AIM OF THE TASK: Quote the records that follow in full and exactly; leave out the pictures.

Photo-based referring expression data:
◇ ◇ ◇
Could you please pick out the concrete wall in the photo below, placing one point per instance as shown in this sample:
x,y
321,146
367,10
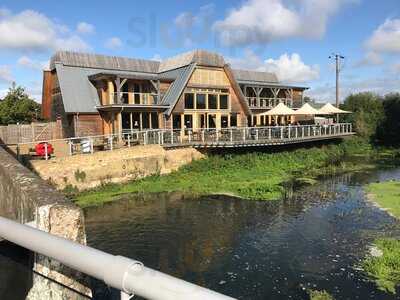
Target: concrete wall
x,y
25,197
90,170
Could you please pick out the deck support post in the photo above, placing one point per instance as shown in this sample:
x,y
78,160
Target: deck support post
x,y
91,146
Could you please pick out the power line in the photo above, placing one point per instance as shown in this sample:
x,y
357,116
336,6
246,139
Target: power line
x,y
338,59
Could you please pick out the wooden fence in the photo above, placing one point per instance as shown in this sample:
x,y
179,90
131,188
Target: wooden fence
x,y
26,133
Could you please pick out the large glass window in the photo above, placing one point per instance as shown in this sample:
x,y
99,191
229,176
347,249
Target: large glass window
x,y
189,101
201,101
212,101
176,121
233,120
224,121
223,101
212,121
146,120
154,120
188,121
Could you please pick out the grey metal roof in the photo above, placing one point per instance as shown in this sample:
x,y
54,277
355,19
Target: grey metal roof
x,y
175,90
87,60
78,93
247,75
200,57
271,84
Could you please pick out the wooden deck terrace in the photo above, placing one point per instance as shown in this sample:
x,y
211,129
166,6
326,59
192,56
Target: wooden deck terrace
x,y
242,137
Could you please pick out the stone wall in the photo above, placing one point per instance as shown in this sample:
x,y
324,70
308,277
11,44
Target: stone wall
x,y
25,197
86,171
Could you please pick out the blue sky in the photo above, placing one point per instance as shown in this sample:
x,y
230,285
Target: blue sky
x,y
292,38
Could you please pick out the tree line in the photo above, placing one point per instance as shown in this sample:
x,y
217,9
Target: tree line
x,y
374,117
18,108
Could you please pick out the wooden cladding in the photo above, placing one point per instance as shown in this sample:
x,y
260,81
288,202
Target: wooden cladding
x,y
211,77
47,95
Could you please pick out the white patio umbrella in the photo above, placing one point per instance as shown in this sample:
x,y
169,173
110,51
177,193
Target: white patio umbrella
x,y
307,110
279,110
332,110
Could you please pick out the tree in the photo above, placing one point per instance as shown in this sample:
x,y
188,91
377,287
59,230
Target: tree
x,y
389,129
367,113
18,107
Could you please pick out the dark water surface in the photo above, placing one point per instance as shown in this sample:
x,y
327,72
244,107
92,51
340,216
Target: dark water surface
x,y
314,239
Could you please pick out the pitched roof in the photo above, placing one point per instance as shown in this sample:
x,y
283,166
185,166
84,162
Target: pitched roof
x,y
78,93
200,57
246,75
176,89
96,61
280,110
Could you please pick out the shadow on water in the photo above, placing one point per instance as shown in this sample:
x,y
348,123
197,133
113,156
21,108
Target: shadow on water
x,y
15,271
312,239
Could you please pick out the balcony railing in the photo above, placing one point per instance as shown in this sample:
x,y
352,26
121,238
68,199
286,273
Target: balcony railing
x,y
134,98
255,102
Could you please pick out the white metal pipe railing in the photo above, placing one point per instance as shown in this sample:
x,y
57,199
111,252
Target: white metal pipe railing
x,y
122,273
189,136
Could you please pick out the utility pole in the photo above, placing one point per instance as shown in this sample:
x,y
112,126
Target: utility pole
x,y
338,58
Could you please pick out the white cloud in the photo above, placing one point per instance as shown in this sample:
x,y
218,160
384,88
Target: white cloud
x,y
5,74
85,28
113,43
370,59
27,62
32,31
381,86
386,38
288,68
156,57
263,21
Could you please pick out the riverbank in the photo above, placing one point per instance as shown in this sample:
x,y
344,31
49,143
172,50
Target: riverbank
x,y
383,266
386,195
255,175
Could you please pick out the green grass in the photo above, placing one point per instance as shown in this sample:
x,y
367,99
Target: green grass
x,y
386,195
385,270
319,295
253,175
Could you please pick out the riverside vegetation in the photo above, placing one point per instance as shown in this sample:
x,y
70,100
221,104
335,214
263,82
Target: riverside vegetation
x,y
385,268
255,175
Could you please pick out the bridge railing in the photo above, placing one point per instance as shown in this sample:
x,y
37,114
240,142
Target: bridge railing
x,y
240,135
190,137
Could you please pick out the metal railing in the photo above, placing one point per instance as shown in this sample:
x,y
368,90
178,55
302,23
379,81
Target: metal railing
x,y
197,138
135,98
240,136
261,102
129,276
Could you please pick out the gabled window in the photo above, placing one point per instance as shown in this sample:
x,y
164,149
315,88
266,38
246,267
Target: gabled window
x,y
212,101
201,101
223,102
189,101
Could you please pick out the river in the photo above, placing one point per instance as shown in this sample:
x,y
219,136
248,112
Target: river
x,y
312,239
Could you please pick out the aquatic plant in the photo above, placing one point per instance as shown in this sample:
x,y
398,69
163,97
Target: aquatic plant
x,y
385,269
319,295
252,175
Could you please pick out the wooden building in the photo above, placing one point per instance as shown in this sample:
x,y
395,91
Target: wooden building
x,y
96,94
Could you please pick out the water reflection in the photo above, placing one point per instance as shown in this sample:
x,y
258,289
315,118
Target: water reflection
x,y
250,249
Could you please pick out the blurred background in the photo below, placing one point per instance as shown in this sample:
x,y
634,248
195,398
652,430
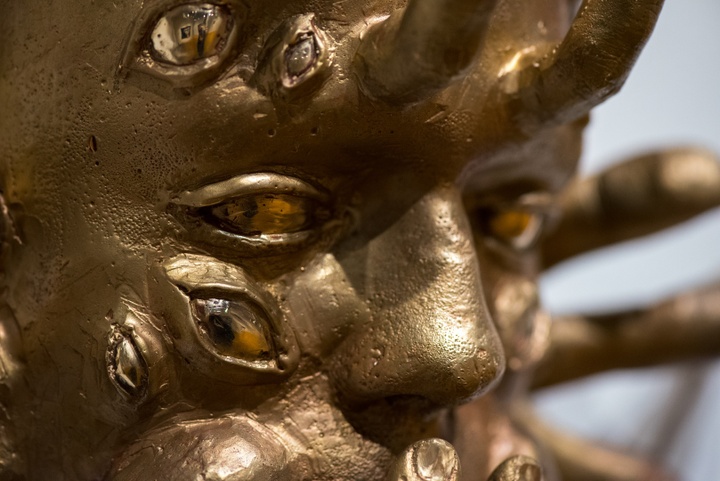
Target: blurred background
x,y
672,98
◇ ◇ ◇
TASK ANSWER:
Could you please pick out the concrete wall in the photo below, placing one point per instance as shown in this sample:
x,y
321,146
367,10
Target: concrete wall
x,y
25,197
90,170
Could you please pick out the deck support post in the photo above, placing one point per instance as shown in this sample:
x,y
78,160
Target: deck support post
x,y
91,146
Could you please pick out the power line in the photo above, placing one point per instance as shown in this sample:
x,y
357,116
336,6
246,139
Target: power line
x,y
338,59
Could you please pick out the wooden fence in the photo above, placing one point per instance as shown in this sample:
x,y
179,90
131,188
Target: wooden fence
x,y
26,133
Could you please pick out the large glass window in the photo above, placing one point per instance as shown in this sample:
x,y
99,191
229,176
347,249
Target: large glass window
x,y
189,101
201,101
212,101
176,121
233,120
224,121
223,101
212,121
146,120
154,120
188,121
Could you please pick out the grey metal roof in the photo above, placing one point per instance as shown in this sample:
x,y
54,277
355,19
Target: grey metal roof
x,y
175,90
87,60
78,93
247,75
200,57
271,84
Could you please pick out the wooden deck terrace in the photo above, placing one point per instance as shown in this sample:
x,y
211,129
166,6
326,59
192,56
Target: wooden deck terrace
x,y
242,137
Could you please pick out the stone wall in the photo above, placing one point per instance as shown in this sample:
x,y
324,70
308,277
11,44
Target: stone wall
x,y
25,197
86,171
Could you please pick out the blue sky in the photo above, placing one point per instance as shown in this sample:
x,y
230,285
Target: blue sky
x,y
292,38
Could you please pick out the tree line in the photo above, placing one point per instance as shown in this sample:
x,y
217,9
Target: tree line
x,y
374,117
18,108
Could you please pick out the wooden cladding in the photo above, placing one point per instance as shown in this sample:
x,y
260,81
288,202
Target: wooden cladding
x,y
211,77
47,95
Could you please pick out the white patio umbrella in the photo above, placing one point per instance as shown in this sample:
x,y
169,173
110,51
177,193
Target: white patio umbrella
x,y
307,110
279,110
332,110
Could you please pick out the tree in the photo above, placing one point per instance as shown in this sample:
x,y
188,91
377,287
59,230
Target: tree
x,y
389,129
367,113
18,107
Could you please pick out the dark water surface in the photo above, placing one point per instance as shown in this sample:
x,y
327,72
244,107
92,51
340,216
Target: dark water surface
x,y
314,239
Could you please pick out the pitched roof in the photo above, placing one point per instance as shown in this sample:
x,y
283,166
185,166
84,162
Target: pitched roof
x,y
78,93
200,57
246,75
176,89
96,61
280,110
Could you please pick out the shadow on water in the photo above, placing one point per instance as shown in this sample:
x,y
348,123
197,133
113,156
21,108
Target: shadow on water
x,y
15,271
312,239
Could you please pick out the balcony railing in the photo above, placing one point per instance as shown in this sample:
x,y
352,26
121,238
68,199
286,273
Target: balcony railing
x,y
134,98
255,102
Could you please pick out the white metal pipe railing in the photo above, placing one point per instance as shown in this sample:
x,y
57,199
111,252
Target: white metal pipe railing
x,y
122,273
189,136
Could you please pick out the utility pole in the photo above, placing one point per instance as shown in this sample:
x,y
112,126
Target: utility pole
x,y
338,58
Could you please pick out the white cloud in the photo above, placing one point per instance as shown in this sample:
x,y
218,160
384,88
Target: white cloud
x,y
5,74
85,28
113,43
370,59
27,62
32,31
381,86
386,38
288,68
156,57
263,21
Could you please pick out the riverbank in the photo above, placing one point per instance as shown in this sample:
x,y
344,31
49,143
172,50
Target: riverbank
x,y
383,266
386,195
255,175
Could you please pick out the green grass in the photo above, placing one point per instance as shown in this sample:
x,y
367,99
Target: green grass
x,y
386,195
385,270
319,295
253,175
Could you please pick out the riverside vegetation in the photo above, placing one point per instance as shown in this sample:
x,y
70,100
221,104
335,214
263,82
Target: riverside vegetation
x,y
385,268
255,175
Could you please pick out the bridge railing in the photo above, placing one point per instance as shown in this sample:
x,y
37,114
240,142
Target: bridge railing
x,y
240,135
190,137
Could you please pick out the metal railing in the photo above, placing one point per instance as shown in this sample:
x,y
368,90
178,55
302,23
379,81
Target: metal railing
x,y
197,138
135,98
240,136
261,102
129,276
Could you please pick out the gabled window in the photo above, placing one point per instance as shown in this sample:
x,y
164,149
315,88
266,38
246,267
Target: gabled window
x,y
212,101
201,101
223,102
189,101
Could you please pick out the river in the photo above, placing one point per instance as shown in this sample:
x,y
219,136
248,112
Target: river
x,y
312,239
Could you please pick out the aquatic plant in the photo above, placing one point per instance as shown in this sample:
x,y
398,69
163,97
Target: aquatic plant
x,y
385,269
319,295
252,175
Could you please pick out the wooden building in the photo above, placing one point per instance as shown in this sample:
x,y
395,91
Target: wooden building
x,y
96,94
Could you please pick out the water reflection in the photo above, placing one point per instance as shown in this sample:
x,y
258,289
315,118
Target: water reflection
x,y
250,249
Could you please pick out the blurred background in the photo below, placing one point per instance as shown in this sample:
x,y
634,248
195,398
652,430
Target: blurred background
x,y
672,98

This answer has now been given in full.